(Exercise goal) Please rewrite every line of the entries below as a JSON list of strings, one string per line, with blank lines and pictures left out.

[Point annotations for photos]
— start —
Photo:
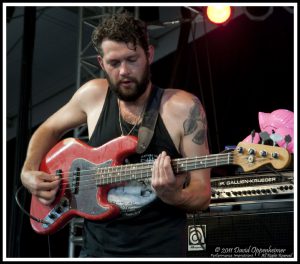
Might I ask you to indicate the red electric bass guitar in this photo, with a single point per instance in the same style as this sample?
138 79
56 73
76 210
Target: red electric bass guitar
87 174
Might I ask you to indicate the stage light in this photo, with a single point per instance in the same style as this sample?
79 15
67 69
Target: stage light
218 14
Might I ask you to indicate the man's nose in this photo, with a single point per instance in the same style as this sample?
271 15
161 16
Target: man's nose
124 69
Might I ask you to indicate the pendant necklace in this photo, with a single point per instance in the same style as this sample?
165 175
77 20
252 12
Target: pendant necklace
136 123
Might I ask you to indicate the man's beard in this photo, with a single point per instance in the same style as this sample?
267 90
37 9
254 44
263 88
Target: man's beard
136 91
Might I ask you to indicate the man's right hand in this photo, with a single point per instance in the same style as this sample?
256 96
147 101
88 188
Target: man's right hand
44 186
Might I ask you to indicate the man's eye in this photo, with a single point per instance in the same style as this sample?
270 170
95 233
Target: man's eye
114 63
132 59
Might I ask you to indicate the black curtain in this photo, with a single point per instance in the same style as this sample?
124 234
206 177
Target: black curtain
15 217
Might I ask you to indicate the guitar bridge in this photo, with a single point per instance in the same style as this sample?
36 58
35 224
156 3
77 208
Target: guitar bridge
62 207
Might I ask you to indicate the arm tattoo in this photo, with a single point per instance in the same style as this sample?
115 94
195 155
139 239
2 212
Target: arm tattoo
190 125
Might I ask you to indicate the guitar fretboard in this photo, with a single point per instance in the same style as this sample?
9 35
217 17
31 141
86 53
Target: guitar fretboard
116 174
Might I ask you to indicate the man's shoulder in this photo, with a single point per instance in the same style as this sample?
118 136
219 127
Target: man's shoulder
178 97
94 87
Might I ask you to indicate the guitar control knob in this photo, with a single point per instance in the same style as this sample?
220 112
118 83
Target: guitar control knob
58 209
65 203
240 150
52 216
251 151
263 153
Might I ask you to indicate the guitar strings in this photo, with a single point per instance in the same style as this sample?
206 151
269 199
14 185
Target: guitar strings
187 161
90 183
117 176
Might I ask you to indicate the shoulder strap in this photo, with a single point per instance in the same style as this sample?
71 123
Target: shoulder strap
147 127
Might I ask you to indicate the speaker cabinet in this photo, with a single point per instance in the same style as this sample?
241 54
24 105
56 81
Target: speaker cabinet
242 233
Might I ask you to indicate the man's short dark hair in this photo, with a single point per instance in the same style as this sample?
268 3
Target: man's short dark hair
121 28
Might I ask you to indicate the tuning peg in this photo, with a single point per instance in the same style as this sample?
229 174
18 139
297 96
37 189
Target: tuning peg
264 136
275 138
287 140
252 135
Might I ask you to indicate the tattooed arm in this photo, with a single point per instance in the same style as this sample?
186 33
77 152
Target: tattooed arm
185 119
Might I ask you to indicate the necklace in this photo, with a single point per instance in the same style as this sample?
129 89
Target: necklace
136 123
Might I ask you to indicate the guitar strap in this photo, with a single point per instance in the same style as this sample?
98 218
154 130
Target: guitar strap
147 127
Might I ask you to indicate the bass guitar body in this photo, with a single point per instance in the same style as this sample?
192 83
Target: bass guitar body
78 165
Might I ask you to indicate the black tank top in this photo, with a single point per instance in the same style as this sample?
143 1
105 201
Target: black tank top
146 227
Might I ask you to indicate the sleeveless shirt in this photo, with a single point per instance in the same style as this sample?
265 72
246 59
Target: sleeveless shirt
146 227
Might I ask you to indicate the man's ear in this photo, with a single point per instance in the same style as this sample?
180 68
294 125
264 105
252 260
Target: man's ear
150 54
100 61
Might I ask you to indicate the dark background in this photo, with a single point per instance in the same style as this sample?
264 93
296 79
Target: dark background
236 70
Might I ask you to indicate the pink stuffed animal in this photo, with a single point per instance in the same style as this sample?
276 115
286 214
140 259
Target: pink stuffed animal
279 125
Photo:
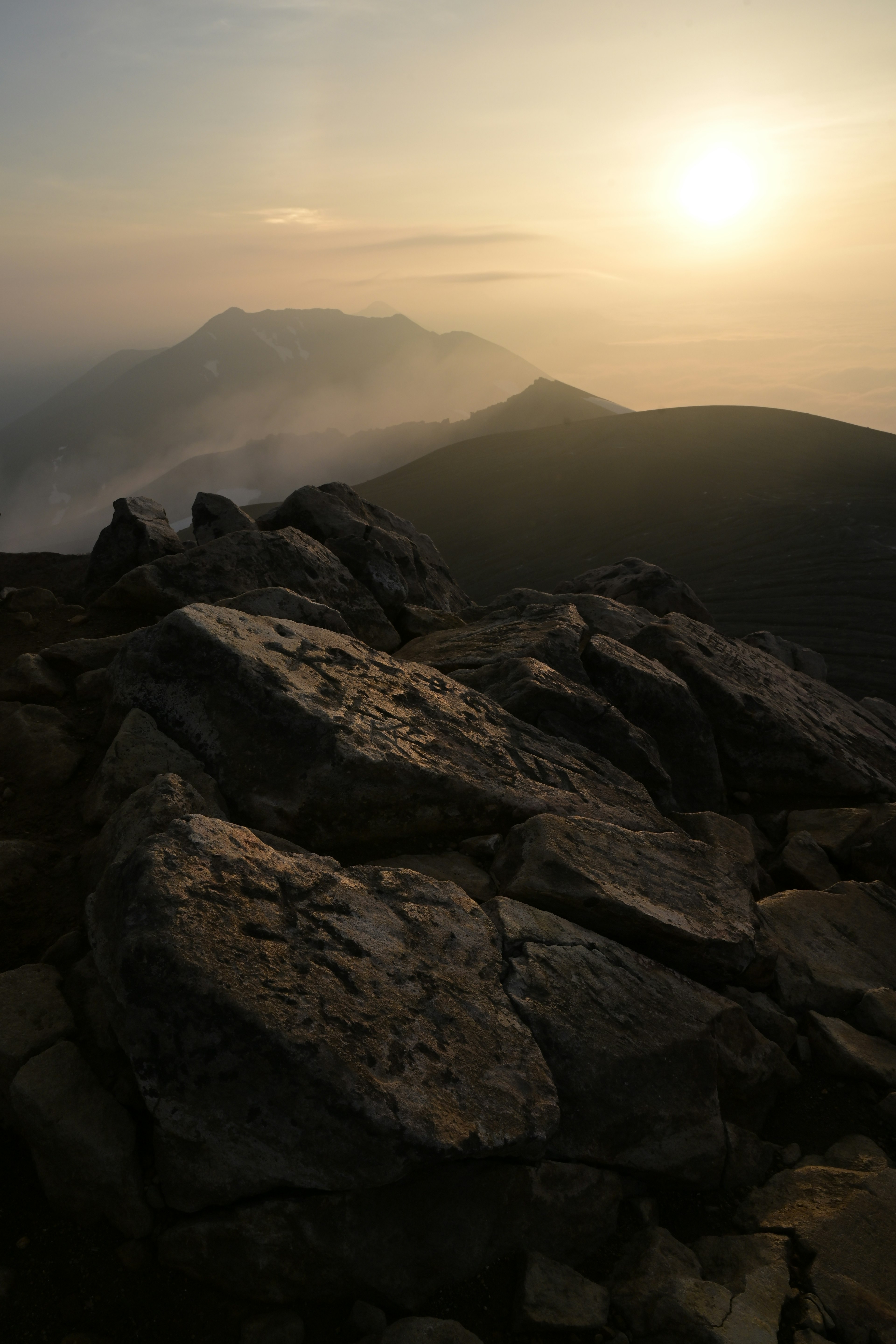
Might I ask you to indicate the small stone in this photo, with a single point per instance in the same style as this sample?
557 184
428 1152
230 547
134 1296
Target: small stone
367 1319
554 1296
273 1328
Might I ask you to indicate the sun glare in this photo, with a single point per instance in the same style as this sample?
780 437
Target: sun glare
718 186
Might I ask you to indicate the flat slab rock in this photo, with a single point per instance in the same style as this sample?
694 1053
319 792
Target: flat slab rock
245 561
831 947
844 1221
645 1061
676 900
780 733
389 1242
261 995
319 738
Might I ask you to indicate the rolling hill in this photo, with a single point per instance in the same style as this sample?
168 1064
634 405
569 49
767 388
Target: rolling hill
241 375
780 521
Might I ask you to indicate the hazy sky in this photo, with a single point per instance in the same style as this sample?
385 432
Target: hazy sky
511 168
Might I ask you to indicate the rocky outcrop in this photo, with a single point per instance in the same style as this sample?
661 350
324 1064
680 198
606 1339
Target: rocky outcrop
662 705
778 733
139 534
566 709
645 1061
551 635
639 584
678 900
315 737
216 515
382 550
367 994
246 561
387 1241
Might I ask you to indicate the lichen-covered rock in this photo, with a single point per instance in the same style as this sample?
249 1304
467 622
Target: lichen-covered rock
678 900
245 561
315 737
296 1023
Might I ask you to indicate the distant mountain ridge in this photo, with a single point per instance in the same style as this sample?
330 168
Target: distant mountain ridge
240 375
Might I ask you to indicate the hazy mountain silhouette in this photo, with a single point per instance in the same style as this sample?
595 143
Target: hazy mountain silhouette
778 521
273 467
240 375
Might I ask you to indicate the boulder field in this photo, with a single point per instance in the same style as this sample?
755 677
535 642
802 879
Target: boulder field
421 937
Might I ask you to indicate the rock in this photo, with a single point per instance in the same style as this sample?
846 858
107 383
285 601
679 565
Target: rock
396 1022
412 622
315 737
38 748
676 900
557 1298
844 1224
662 705
93 686
32 681
639 584
602 615
448 868
765 1015
83 1142
832 947
428 1330
553 635
76 656
287 607
836 830
139 534
387 1241
33 1017
804 863
539 695
643 1058
843 1050
750 1160
882 709
382 550
147 812
138 755
778 734
367 1319
794 656
244 562
216 515
876 1014
758 1273
273 1328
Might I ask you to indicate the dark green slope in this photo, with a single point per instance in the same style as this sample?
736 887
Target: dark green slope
780 521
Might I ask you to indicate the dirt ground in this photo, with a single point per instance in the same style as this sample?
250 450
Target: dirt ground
70 1284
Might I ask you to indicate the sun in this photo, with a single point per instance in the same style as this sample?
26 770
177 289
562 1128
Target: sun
718 186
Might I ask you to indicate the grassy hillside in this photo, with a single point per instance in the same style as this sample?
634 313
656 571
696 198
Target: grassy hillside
780 521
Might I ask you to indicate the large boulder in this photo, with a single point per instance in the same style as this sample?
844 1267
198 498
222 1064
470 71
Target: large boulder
539 695
676 900
640 584
216 515
647 1062
139 534
831 947
660 704
316 737
551 635
780 734
844 1224
245 561
296 1023
389 1241
383 552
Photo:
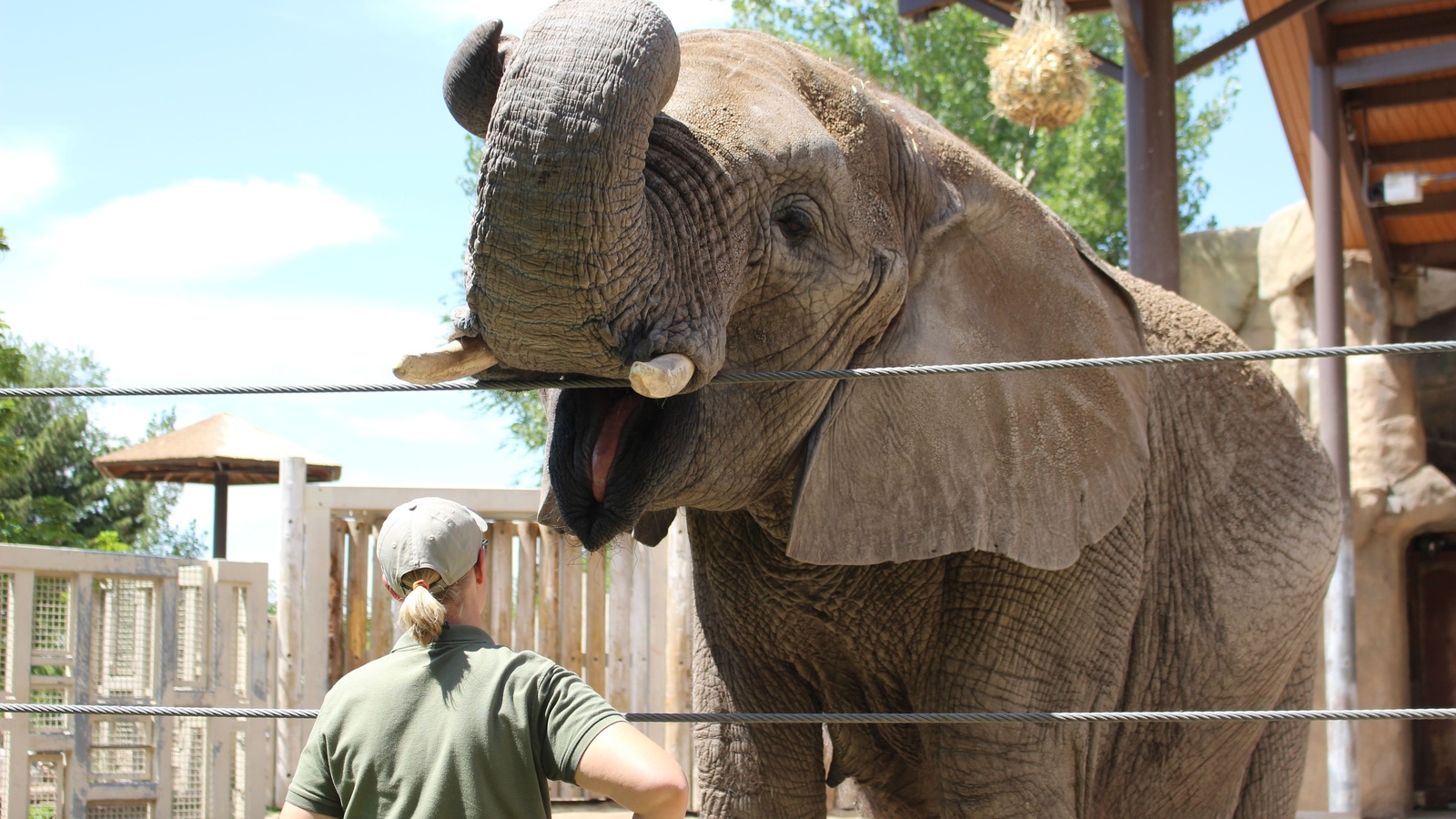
— end —
(The completed task)
[
  "Photo:",
  "Might I ask you to indicate the red electric bass guitar in this photo, with a single point per instance in the same style as this sample?",
  "138 79",
  "56 73",
  "76 210",
  "Target: red electric bass guitar",
  "87 174",
  "Might I ask you to indicate the stage light in this photo, with a single point per instance in the same style as this sample?",
  "79 15",
  "67 69",
  "Target: stage light",
  "218 14",
  "Might I ask you to indicate the man's nose in this photo, with a single point per instance in the same style as this sample?",
  "271 15",
  "161 16",
  "Target: man's nose",
  "124 69",
  "Might I ask you to indicate the pendant necklace in this photo, with a single point per instance in the same style as this sample?",
  "165 175",
  "77 20",
  "252 12",
  "Target: pendant necklace",
  "136 123",
  "Might I ask you to indicate the man's beard in this photo, with a single point per instance in the same style as this sample?",
  "267 90",
  "37 9",
  "254 44",
  "263 88",
  "Target: man's beard",
  "136 91",
  "Might I ask you to indicate the man's right hand in this photo, with a single point per instance in the same style as this sample?",
  "256 96",
  "147 101",
  "88 188",
  "Target: man's right hand",
  "44 186",
  "Might I ask you to indicate the man's eye in this photo, with a single point per instance in the same style as this sample?",
  "270 170",
  "95 233",
  "Target: man's eye",
  "114 63",
  "132 59",
  "Might I ask you to indicate the black curtain in this photo, with a single point per instance in the same style as this sample?",
  "124 234",
  "206 177",
  "Target: black curtain",
  "15 217",
  "Might I ask you to indicate the guitar bridge in this photo, with a single point per instance in the same style as this sample?",
  "36 58",
  "35 224",
  "156 3",
  "77 208",
  "Target: guitar bridge",
  "62 207",
  "Might I ask you to indicate the arm tattoo in this photo, with a single point per instance in the same style as this sample?",
  "115 94",
  "195 155",
  "139 239",
  "2 212",
  "Target: arm tattoo",
  "190 125",
  "Might I ask you to indicate the guitar fretboard in this photo, with a single point per instance in the same style as this sample?",
  "9 35",
  "217 17",
  "31 141",
  "86 53",
  "Target: guitar fretboard",
  "116 174",
  "Might I ask you to indicate the man's shoulder in this photo, with a single point per instance in the same style as this sample?",
  "118 136",
  "219 127",
  "Target: man's shoulder",
  "178 97",
  "94 87",
  "Might I ask you to indicate the guitar control knob in this photo, with a single point per instance in the same style as this sample?",
  "220 112",
  "118 83",
  "Target: guitar control knob",
  "58 209",
  "65 203",
  "240 150",
  "52 216",
  "251 151",
  "263 153",
  "Might I ask you to indicate the guitar strings in this photo, with a single point per instance in the same style as this sample?",
  "206 151",
  "269 199",
  "14 185",
  "Target: guitar strings",
  "187 161",
  "90 183",
  "117 176",
  "Might I ask you to indicate the shoulder strap in this photo, with a single point per instance in the same style as this sample?",
  "71 123",
  "Target: shoulder strap",
  "147 127",
  "Might I ask you to indicate the speaker cabinet in this photo, with a single point per instance in the same style as this sample?",
  "241 54",
  "24 105",
  "56 81",
  "Target: speaker cabinet",
  "242 233",
  "Might I ask you to indicate the man's short dark hair in this photo, with a single point per instance in the same style as this sample?",
  "268 3",
  "Target: man's short dark hair",
  "121 28",
  "Might I ask you to indicate the tuning peg in this photo, with a single point per instance in the same style as this sample?",
  "229 174",
  "18 139",
  "297 96",
  "37 189",
  "Target: tuning peg",
  "264 136",
  "275 138",
  "287 140",
  "252 135",
  "Might I ask you to indicate the tattooed arm in this photo, with a single point per instance in the same style as this sample?",
  "186 33",
  "77 152",
  "Target: tattooed arm",
  "185 119",
  "Might I ask you to indicate the necklace in this photo, with a single point per instance in the same style as this sample?",
  "129 89",
  "Target: necklace",
  "136 123",
  "Might I ask you to indicate the guitar strap in this photo, with a single point per instance in the same style as this sample?",
  "98 218",
  "154 130",
  "Target: guitar strap",
  "147 127",
  "Might I ask you to indicate the bass guitar body in this photo, with a single point per instance in the same style as this sample?",
  "192 83",
  "Target: bass guitar body",
  "78 165",
  "Might I ask you to indicate the black tank top in this photo, with a single point per instance in the same style as this sample?",
  "143 1",
  "105 201",
  "Target: black tank top",
  "146 227",
  "Might I ask you to indicate the sleeveless shirt in this photo, with a single point per instance in the same style as this sample?",
  "265 72",
  "246 59",
  "Target: sleeveless shirt",
  "146 227",
  "Might I ask you to indicate the man's ear in this photo, with a single point per instance in the same style as this sample?",
  "180 68",
  "294 125",
  "264 105",
  "252 260",
  "Target: man's ear",
  "150 54",
  "100 61",
  "Might I ask you to indicate the dark background in this photo, with a single point per instance in the same style as this sample?",
  "264 93",
  "296 79",
  "Target: dark background",
  "236 70",
  "Might I ask you to indicate the pink stuffed animal in this photo, with a single point per instance in the same style as this sample?",
  "276 115",
  "286 214",
  "140 259",
  "Target: pink stuffed animal",
  "279 125",
  "Photo:",
  "Might I ask you to indicate the small stone in this photo, with a single point per instance in the same style as this sample?",
  "557 184",
  "428 1152",
  "230 547",
  "134 1296",
  "Target: small stone",
  "367 1319",
  "554 1296",
  "273 1328",
  "Might I ask you to indicate the sun glare in this photo, with a single point per instance in the same style as this sample?",
  "780 437",
  "Target: sun glare",
  "718 186",
  "Might I ask you to indicate the flat slab rock in this photo, with a single point per instance in the same style as this sample?",
  "694 1053",
  "319 792",
  "Target: flat slab rock",
  "245 561",
  "831 947",
  "844 1221",
  "645 1061",
  "676 900",
  "780 733",
  "389 1242",
  "261 995",
  "319 738",
  "Might I ask you to indicate the rolling hill in this photo, with a single point per instance in the same style as this sample?",
  "168 1064",
  "634 405",
  "569 49",
  "767 388",
  "Target: rolling hill",
  "241 375",
  "780 521",
  "Might I ask you to indicate the hazy sky in this photo, with a single point per instance in the same style as this sample?",
  "385 432",
  "Target: hazy sky",
  "511 168",
  "Might I ask you to indicate the rocky outcrop in this photo, with a single point per instance in the same style as this sample?",
  "661 350",
  "324 1064",
  "680 198",
  "606 1339",
  "Target: rocky outcrop",
  "662 705",
  "778 733",
  "139 534",
  "566 709",
  "645 1061",
  "551 635",
  "639 584",
  "678 900",
  "315 737",
  "216 515",
  "382 550",
  "367 994",
  "246 561",
  "387 1241",
  "Might I ask you to indicate the lichen-covered rock in this photo, with a single point per instance in the same style as this sample?",
  "249 1304",
  "467 622",
  "Target: lichen-covered rock",
  "678 900",
  "245 561",
  "315 737",
  "296 1023",
  "Might I ask you to indicate the distant mountain ridge in this photo, with a single point per instance in the same style as this sample?",
  "330 168",
  "Target: distant mountain ridge",
  "240 375",
  "Might I ask you to indicate the hazy mountain silhouette in this photo, with a single point per instance in the same style as this sample?",
  "595 143",
  "Target: hazy mountain silhouette",
  "778 521",
  "273 467",
  "240 375",
  "Might I ask you to indicate the boulder field in this photo, with a single point per instance in the same style as this sample?",
  "755 677",
  "535 642",
  "802 879",
  "Target: boulder field",
  "421 937",
  "Might I ask you to indicate the rock in this photo, with a single point per instance in the same style as this sample?",
  "846 858",
  "107 383",
  "285 601",
  "679 565",
  "Target: rock",
  "396 1022",
  "412 622",
  "315 737",
  "38 748",
  "676 900",
  "557 1298",
  "844 1224",
  "662 705",
  "93 686",
  "32 681",
  "639 584",
  "602 615",
  "448 868",
  "765 1015",
  "83 1142",
  "832 947",
  "428 1330",
  "553 635",
  "76 656",
  "287 607",
  "836 830",
  "139 534",
  "387 1241",
  "33 1017",
  "804 863",
  "539 695",
  "643 1058",
  "843 1050",
  "750 1160",
  "882 709",
  "382 550",
  "147 812",
  "138 755",
  "778 734",
  "367 1319",
  "794 656",
  "244 562",
  "216 515",
  "876 1014",
  "758 1273",
  "273 1328",
  "Might I ask you to indicate the dark green slope in this photo, with a single point per instance in the same style as this sample?",
  "736 887",
  "Target: dark green slope",
  "780 521",
  "Might I ask you to indicate the dirt ground in this photo, with a single point per instance in the same style as this sample?",
  "250 450",
  "Target: dirt ground",
  "70 1284",
  "Might I ask you to indicate the sun in this photo, with a single point per instance in the same style as this sample?",
  "26 770",
  "177 289",
  "562 1128",
  "Target: sun",
  "718 186",
  "Might I ask you to indicate the grassy hillside in this photo, with a single point per instance in the same style as this sample?",
  "634 313",
  "656 571",
  "696 198",
  "Target: grassy hillside",
  "780 521",
  "Might I ask you to indicate the large boulder in this photo, with a single point per instance in the same style as this sample?",
  "844 1267",
  "198 498",
  "222 1064",
  "470 71",
  "Target: large boulder",
  "539 695",
  "676 900",
  "640 584",
  "216 515",
  "647 1062",
  "139 534",
  "831 947",
  "660 704",
  "316 737",
  "551 635",
  "780 734",
  "844 1224",
  "245 561",
  "296 1023",
  "389 1241",
  "383 552",
  "Photo:"
]